__Document passage__.
·····

This is the end of the first week.. and I just want to remark that Teddy's "doggy breath" has really improved! I mean, he licks my face a lot and it doesn't smell like anything more than water. No foul stinky cheese smell anymore! YAY! :cheer:


----------



## Shamelle (Jan 20, 2010)

Sorry, my post was a little confusing lol, I understood you weren't using Petzlife I was trying to say it was to bad that the Leba was using grain alcohol like Petzlife because I'd give it a try otherwise.

Sorry for the confusion, and thanks for the reply


----------



## Kaila (Nov 10, 2009)

KittynKahlua said:


> Outta curiosity, is a product like this necessary if you feed raw? All of mine have white teeth and I do nothing special for them.


I believe Tracy (Brodysmom) uses PetzLife and of course she's a huge advocate of raw feeding. Brody has awesome teeth, as shown by her forum siggy.  I know that raw bones are supposed to be great for helping to keep the teeth clean by mechanically scraping the teeth (especially the back molars). 

However, just for the sake of being informative, I do *not* raw feed (Teddy eats canned Weruva and ZiwiPeak kibble) and Teddy has had virtually nothing of substance to chew on while we've been on vacation. We're out of town visiting my parents for the holidays and I didn't bring him anything but a small rubber chew toy because my mom's two dogs have so many toys that they can share. The pictures show the effects of the spray with a gentle once-a-day brushing regimen.. and you can see how well it works. I can only imagine that feeding raw on top of it would be even better.  But if your dogs have really white teeth from raw feeding alone then you might not even need a dental spray! Tracy might know more about that than I do though.




Shamelle said:


> Sorry, my post was a little confusing lol, I understood you weren't using Petzlife I was trying to say it was to bad that the Leba was using grain alcohol like Petzlife because I'd give it a try otherwise.

·····

__Work item 1__. Write out the stretch of the dental spray thread from "## Kaila (Nov" through "special for them.", switching "curiosity" to "interest".
__Work item 2__. Continue the dental spray thread from the point where it stops.
These lines were taken from a separate source.

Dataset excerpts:
·····

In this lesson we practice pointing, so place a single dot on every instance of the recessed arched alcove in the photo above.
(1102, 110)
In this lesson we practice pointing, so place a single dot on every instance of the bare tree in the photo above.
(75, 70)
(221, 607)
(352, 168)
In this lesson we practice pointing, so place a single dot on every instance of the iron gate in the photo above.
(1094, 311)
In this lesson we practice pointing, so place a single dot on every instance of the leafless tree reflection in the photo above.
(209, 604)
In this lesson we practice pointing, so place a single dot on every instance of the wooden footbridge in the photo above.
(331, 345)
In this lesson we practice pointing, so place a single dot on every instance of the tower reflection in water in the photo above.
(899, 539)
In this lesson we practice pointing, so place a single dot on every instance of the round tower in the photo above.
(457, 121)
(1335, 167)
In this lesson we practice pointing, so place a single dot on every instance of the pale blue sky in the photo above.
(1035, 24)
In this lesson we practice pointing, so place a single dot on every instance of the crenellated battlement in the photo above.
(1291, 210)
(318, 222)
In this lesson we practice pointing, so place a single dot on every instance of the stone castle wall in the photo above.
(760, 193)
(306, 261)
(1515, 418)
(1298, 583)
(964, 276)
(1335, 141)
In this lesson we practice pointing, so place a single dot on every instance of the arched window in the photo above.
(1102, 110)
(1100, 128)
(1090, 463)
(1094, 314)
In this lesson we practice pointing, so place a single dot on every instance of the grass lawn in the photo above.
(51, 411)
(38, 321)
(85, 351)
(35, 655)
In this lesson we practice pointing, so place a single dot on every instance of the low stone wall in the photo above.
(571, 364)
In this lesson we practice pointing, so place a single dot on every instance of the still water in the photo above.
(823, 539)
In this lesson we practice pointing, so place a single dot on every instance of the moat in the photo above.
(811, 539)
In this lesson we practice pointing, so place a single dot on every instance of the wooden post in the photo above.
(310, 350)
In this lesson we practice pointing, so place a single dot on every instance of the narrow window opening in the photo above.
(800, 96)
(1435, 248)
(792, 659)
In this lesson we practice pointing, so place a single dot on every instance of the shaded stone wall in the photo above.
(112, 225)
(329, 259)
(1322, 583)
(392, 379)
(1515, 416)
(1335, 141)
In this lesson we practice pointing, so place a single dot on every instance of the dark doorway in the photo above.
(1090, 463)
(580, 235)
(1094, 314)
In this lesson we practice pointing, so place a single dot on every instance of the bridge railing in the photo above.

·····

__Task output 1__.
## Kaila (Nov 10, 2009)

KittynKahlua said:


> Outta interest, is a product like this necessary if you feed raw? All of mine have white teeth and I do nothing special for them.

__Task output 2__.
> 
> Sorry for the confusion, and thanks for the reply


Oh, I understand now.  No problem! Hopefully you find something that works for you. Have you tried the Tropiclean dental products? I've heard good things about them too.


----------



## Shamelle (Jan 20, 2010)

> Have you tried the Tropiclean dental products? I've heard good things about them too.


Darn, just looked up Tropiclean and it has grain alcohol to.

The alcohol must be the ingredient that removes or softens the plaque and tartar in these products.


----------



## qtchi (Jun 19, 2010)

We have had great results with Pro-Den Plaque Off. It's a seaweed food additive from Sweden or somewhere near there. You sprinkle very little of the stuff on your dog's food. It changes the ph of the saliva or somehow changes the environment in the mouth so the bacteria don't like it anymore and they die off. The bacteria are what cause the plaque, tartar, and eventually decay.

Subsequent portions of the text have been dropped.